### THE REQUEST
The records below are to be copied word for word, with every picture left out.
■ ■ ■ ■
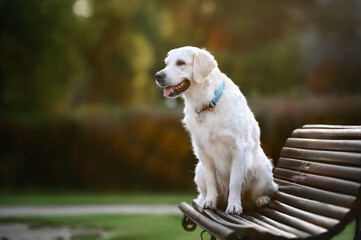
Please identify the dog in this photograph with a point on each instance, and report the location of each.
(233, 171)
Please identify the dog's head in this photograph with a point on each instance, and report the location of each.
(185, 66)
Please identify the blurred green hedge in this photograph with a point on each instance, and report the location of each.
(136, 150)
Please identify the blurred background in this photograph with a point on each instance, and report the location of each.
(80, 111)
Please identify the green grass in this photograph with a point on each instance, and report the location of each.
(93, 198)
(132, 227)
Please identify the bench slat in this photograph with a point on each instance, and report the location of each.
(213, 228)
(337, 199)
(315, 219)
(269, 227)
(240, 225)
(291, 221)
(322, 144)
(279, 225)
(322, 182)
(316, 207)
(343, 158)
(349, 133)
(323, 126)
(347, 173)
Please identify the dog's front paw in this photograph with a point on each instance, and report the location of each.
(262, 200)
(234, 208)
(210, 203)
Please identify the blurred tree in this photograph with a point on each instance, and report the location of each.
(57, 55)
(36, 39)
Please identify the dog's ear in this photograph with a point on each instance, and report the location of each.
(203, 64)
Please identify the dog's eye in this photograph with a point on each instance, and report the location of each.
(180, 63)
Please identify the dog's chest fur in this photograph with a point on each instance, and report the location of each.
(211, 137)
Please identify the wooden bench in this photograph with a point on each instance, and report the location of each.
(319, 177)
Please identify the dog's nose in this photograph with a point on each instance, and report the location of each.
(160, 76)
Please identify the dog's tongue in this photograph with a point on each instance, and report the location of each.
(167, 91)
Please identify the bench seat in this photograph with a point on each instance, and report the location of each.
(319, 178)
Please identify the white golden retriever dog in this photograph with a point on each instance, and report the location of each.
(232, 170)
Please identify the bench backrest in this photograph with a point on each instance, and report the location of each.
(319, 174)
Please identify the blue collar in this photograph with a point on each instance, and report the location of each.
(212, 104)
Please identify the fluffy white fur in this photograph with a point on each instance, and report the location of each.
(232, 170)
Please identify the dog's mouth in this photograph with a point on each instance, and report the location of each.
(175, 91)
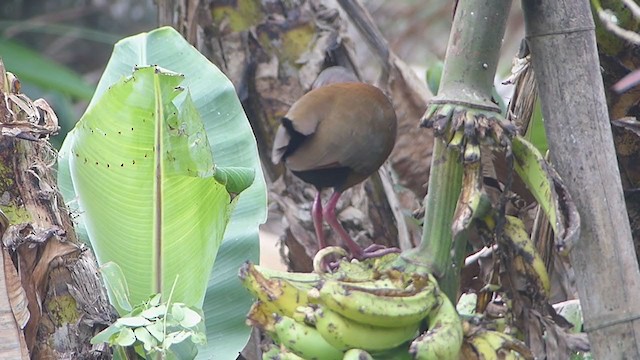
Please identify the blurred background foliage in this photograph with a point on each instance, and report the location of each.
(59, 48)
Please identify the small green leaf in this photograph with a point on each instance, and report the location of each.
(434, 74)
(175, 338)
(126, 337)
(145, 338)
(105, 335)
(177, 312)
(191, 318)
(117, 284)
(155, 312)
(234, 179)
(157, 330)
(154, 300)
(134, 321)
(199, 338)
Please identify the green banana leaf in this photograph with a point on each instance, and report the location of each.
(233, 145)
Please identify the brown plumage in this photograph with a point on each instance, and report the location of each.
(336, 136)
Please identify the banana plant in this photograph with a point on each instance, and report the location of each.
(163, 172)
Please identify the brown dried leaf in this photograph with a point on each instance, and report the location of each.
(17, 295)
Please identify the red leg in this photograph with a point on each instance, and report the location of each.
(316, 215)
(332, 220)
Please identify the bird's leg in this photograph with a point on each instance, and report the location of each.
(372, 251)
(316, 215)
(332, 220)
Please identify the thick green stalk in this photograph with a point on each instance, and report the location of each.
(434, 252)
(467, 83)
(473, 53)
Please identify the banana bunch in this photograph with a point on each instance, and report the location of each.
(378, 313)
(360, 311)
(486, 344)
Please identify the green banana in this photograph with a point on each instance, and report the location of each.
(303, 340)
(357, 354)
(444, 338)
(282, 294)
(526, 261)
(398, 353)
(483, 348)
(378, 305)
(346, 334)
(275, 352)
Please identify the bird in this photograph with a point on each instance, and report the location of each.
(336, 136)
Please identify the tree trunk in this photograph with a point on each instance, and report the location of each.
(562, 42)
(50, 280)
(272, 51)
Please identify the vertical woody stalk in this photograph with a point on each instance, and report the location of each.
(462, 116)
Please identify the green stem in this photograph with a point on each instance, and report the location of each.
(467, 82)
(445, 182)
(473, 52)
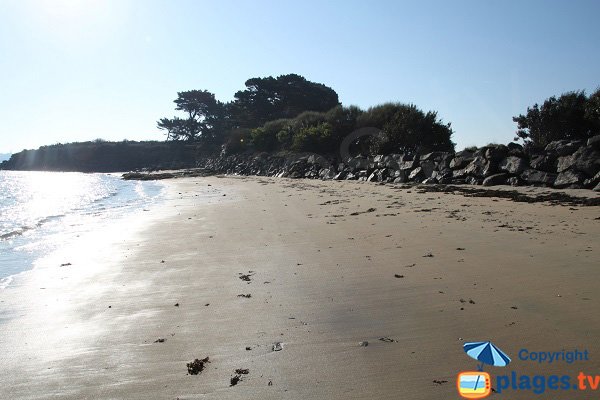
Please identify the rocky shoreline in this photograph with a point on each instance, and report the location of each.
(561, 164)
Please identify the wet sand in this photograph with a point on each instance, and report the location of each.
(327, 265)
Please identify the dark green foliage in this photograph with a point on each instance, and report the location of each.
(267, 99)
(571, 116)
(206, 117)
(292, 113)
(406, 129)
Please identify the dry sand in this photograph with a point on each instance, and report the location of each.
(322, 280)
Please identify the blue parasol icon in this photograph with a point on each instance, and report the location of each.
(486, 353)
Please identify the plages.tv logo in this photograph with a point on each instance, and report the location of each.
(477, 384)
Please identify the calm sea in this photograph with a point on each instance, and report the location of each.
(41, 211)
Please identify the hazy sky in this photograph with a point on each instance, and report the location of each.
(76, 70)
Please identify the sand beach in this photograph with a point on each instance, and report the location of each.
(286, 278)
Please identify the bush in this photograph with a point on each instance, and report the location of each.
(312, 138)
(572, 116)
(407, 129)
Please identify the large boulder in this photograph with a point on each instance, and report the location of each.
(462, 159)
(543, 162)
(443, 176)
(480, 167)
(496, 179)
(357, 163)
(416, 175)
(428, 167)
(594, 142)
(591, 182)
(408, 164)
(535, 177)
(513, 165)
(496, 152)
(515, 149)
(585, 159)
(563, 147)
(399, 176)
(513, 181)
(569, 178)
(326, 173)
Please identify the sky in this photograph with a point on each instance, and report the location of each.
(77, 70)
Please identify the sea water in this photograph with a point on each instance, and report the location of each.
(42, 211)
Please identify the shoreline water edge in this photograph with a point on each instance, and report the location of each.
(278, 284)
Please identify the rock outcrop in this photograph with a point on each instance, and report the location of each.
(561, 164)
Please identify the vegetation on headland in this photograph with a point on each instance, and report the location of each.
(571, 116)
(291, 114)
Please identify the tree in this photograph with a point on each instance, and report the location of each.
(268, 99)
(206, 117)
(406, 129)
(572, 116)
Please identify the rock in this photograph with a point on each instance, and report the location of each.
(591, 182)
(357, 163)
(444, 176)
(513, 181)
(197, 366)
(428, 166)
(515, 149)
(513, 165)
(543, 162)
(471, 180)
(535, 177)
(278, 346)
(326, 173)
(373, 177)
(480, 167)
(496, 179)
(594, 142)
(461, 159)
(585, 159)
(391, 164)
(410, 164)
(496, 153)
(459, 174)
(562, 147)
(416, 174)
(568, 178)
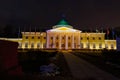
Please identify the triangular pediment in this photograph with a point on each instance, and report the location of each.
(63, 29)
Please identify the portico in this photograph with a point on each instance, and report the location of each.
(63, 36)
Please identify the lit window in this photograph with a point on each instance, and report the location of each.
(57, 37)
(44, 37)
(81, 38)
(94, 45)
(106, 46)
(69, 37)
(51, 37)
(44, 45)
(38, 37)
(87, 38)
(62, 37)
(69, 44)
(99, 38)
(56, 44)
(74, 38)
(32, 45)
(26, 45)
(100, 45)
(112, 46)
(87, 45)
(38, 45)
(26, 37)
(20, 45)
(81, 45)
(32, 37)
■ ■ ■ ■
### RESULT
Please identify the dog in this photograph with a point on each instance, and report the location of each.
(233, 171)
Please identify the dog's head in this photograph with a point on each instance, and report the location of each.
(185, 66)
Please identify the blurred green hedge in this photograph with a point on each instance, and report the location of each.
(136, 150)
Please identify the blurred background in this photograph with a point on each instance, and report the location of each.
(80, 111)
Please identify the green grass in this photograph with a point on each instance, and report the location of each.
(93, 198)
(132, 227)
Please identify the bench slat in this photograph with a point on each instance, and report the location of each.
(213, 228)
(337, 199)
(315, 219)
(269, 227)
(240, 225)
(291, 221)
(322, 144)
(279, 225)
(322, 182)
(316, 207)
(343, 158)
(349, 133)
(323, 126)
(347, 173)
Please identify the dog's front paw in this photograph with a point on each instance, and report the location of each.
(262, 200)
(234, 208)
(210, 203)
Please identify the blurred tree in this photograph with a point on each instance, and report the location of each.
(57, 55)
(36, 39)
Please identify the dog's ear in this photograph with a point on each instance, and report the location of each.
(203, 64)
Please identify the dog's eye in this photograph with a point on each instance, and report the location of each.
(180, 63)
Please identify the dog's chest fur in this photograph with a point on each instance, and report the location of each.
(211, 137)
Please identify the wooden bench in this photograph with a point on each instance, and report the location of each.
(319, 177)
Please identify the dog's nose in this photograph with a point on each instance, and report the location of each.
(160, 76)
Please identify the dog's tongue in this photograph with a point on each instance, and report the location of each.
(167, 91)
Please identify the bench seat in this photograph with a point on each instance, and report the location of each.
(319, 178)
Please identify the white golden retriever dog in this photograph with a point on each instance, and report the location of each.
(232, 170)
Please identify the bench backrest in this photograph with a point on each instance, and report the location of each.
(319, 174)
Please identify the blue collar in this photograph with a point on each instance, and report the location of each.
(212, 104)
Please identify the fluffy white fur in this photograph with a point on each instance, and report the location of each.
(232, 170)
Please identify the dog's mouth in this photograph with a point on each instance, and report the location of each.
(175, 91)
Please identify the blurred background foliage in this photograph with a point on each instance, and report the location of each.
(59, 48)
Please identify the small green leaf in this photograph with a point on each instance, and report the location of each.
(434, 74)
(175, 338)
(126, 337)
(145, 338)
(105, 335)
(177, 312)
(191, 318)
(117, 284)
(155, 312)
(234, 179)
(157, 330)
(154, 300)
(134, 321)
(199, 338)
Please identify the green banana leaf in this photograph with a point on each instance, and report the location of each.
(233, 145)
Please identify the brown plumage in this photograph with a point on each instance, and report the location of each.
(336, 136)
Please identify the banana plant in this photograph with a point on each instance, and report the location of each.
(163, 172)
Please identify the brown dried leaf in this photograph with a point on each instance, and report the location of each.
(17, 295)
Please identify the red leg in this photograph with a point on each instance, and report the location of each.
(316, 215)
(332, 220)
Please identify the bird's leg in this photograph with a point on each instance, and report the location of each.
(372, 251)
(316, 215)
(332, 220)
Please identify the thick green stalk in this photograph with a point on each instance, and report the location of each.
(434, 252)
(467, 83)
(473, 53)
Please identify the banana bunch in this photograph with a point on each instance, and report the location of each.
(378, 313)
(360, 311)
(486, 344)
Please identify the green banana in this photograph with a point on each instance, and report the location of each.
(303, 340)
(357, 354)
(444, 338)
(282, 294)
(526, 261)
(398, 353)
(483, 348)
(378, 305)
(346, 334)
(275, 352)
Please identify the bird in this photograph with a point on each instance, and report the location of each.
(336, 136)
Please identify the tree trunk in this photograph with a point on each instance, and report the location of each.
(562, 42)
(50, 280)
(272, 51)
Please identify the vertical woody stalk in this photograph with a point on each instance, and report the location of each.
(462, 116)
Please identify the green stem in this photograph with a point on each instance, and report the location of each.
(467, 82)
(445, 182)
(473, 52)
Please identify the rocky shoreline in this photograph with a point on each instance, and report the location of each.
(561, 164)
Please identify the wet sand in this photograph with a point on each instance, and report the location of each.
(327, 265)
Please identify the dark green foliage in this photograph with a point on each instance, and report the location of each.
(267, 99)
(571, 116)
(206, 117)
(292, 113)
(406, 129)
Please identify the dry sand in this photograph with a point on each instance, and report the location of each.
(322, 280)
Please identify the blue parasol icon in this photograph with a point on each instance, and report the location of each.
(486, 353)
Please identify the plages.tv logo in this photograph with a point on each instance, and report the location of each.
(477, 384)
Please identify the calm sea in this photograph with a point on each instance, and report the location of each.
(41, 211)
Please identify the hazy sky in this photograph with a point on each instance, and report the location of each.
(76, 70)
Please identify the sand beach in this photograph with a point on each instance, and report the location of each.
(286, 278)
Please identify the bush in this photograph with a point on each instance, and report the location of each.
(312, 138)
(572, 116)
(407, 129)
Please identify the large boulder in this photograph with a point on each instance, and report the location of each.
(462, 159)
(543, 162)
(443, 176)
(480, 167)
(496, 179)
(357, 163)
(416, 175)
(428, 167)
(594, 142)
(591, 182)
(408, 164)
(535, 177)
(513, 165)
(496, 152)
(515, 149)
(585, 159)
(563, 147)
(399, 176)
(513, 181)
(569, 178)
(326, 173)
Please identify the sky in this photograph with a point on each instance, and report the location of each.
(77, 70)
Please identify the sea water in this photograph with a point on each instance, and report the location of each.
(42, 211)
Please identify the shoreline water edge in this photograph with a point on each instance, and report the location of each.
(278, 284)
Please identify the rock outcrop in this photograph with a point on each instance, and report the location of each.
(561, 164)
Please identify the vegetation on headland in this photograph with a point on each instance, and report the location of each.
(571, 116)
(291, 114)
Please identify the tree in this photograph with a point on each instance, and report the location of each.
(268, 99)
(206, 117)
(406, 129)
(572, 116)
Please identify the rock in this photograph with a point on each instance, and report the location of each.
(591, 182)
(357, 163)
(444, 176)
(513, 181)
(197, 366)
(428, 166)
(515, 149)
(513, 165)
(543, 162)
(471, 180)
(535, 177)
(278, 346)
(326, 173)
(373, 177)
(480, 167)
(496, 179)
(594, 142)
(461, 159)
(585, 159)
(391, 164)
(410, 164)
(496, 153)
(459, 174)
(562, 147)
(416, 174)
(568, 178)
Please identify the triangular pediment in this photograph with a point on each instance, and report the location of each.
(63, 29)
Please identify the portico in this photograph with a point on each instance, and report the location of each.
(63, 36)
Please identify the lit window in this photograph with a point on each instance, and report the location of each.
(57, 37)
(44, 37)
(81, 38)
(94, 45)
(106, 46)
(69, 37)
(51, 37)
(44, 45)
(38, 37)
(87, 38)
(62, 37)
(69, 44)
(99, 38)
(56, 44)
(74, 38)
(32, 45)
(26, 45)
(100, 45)
(112, 46)
(87, 45)
(38, 45)
(26, 37)
(20, 45)
(81, 45)
(32, 37)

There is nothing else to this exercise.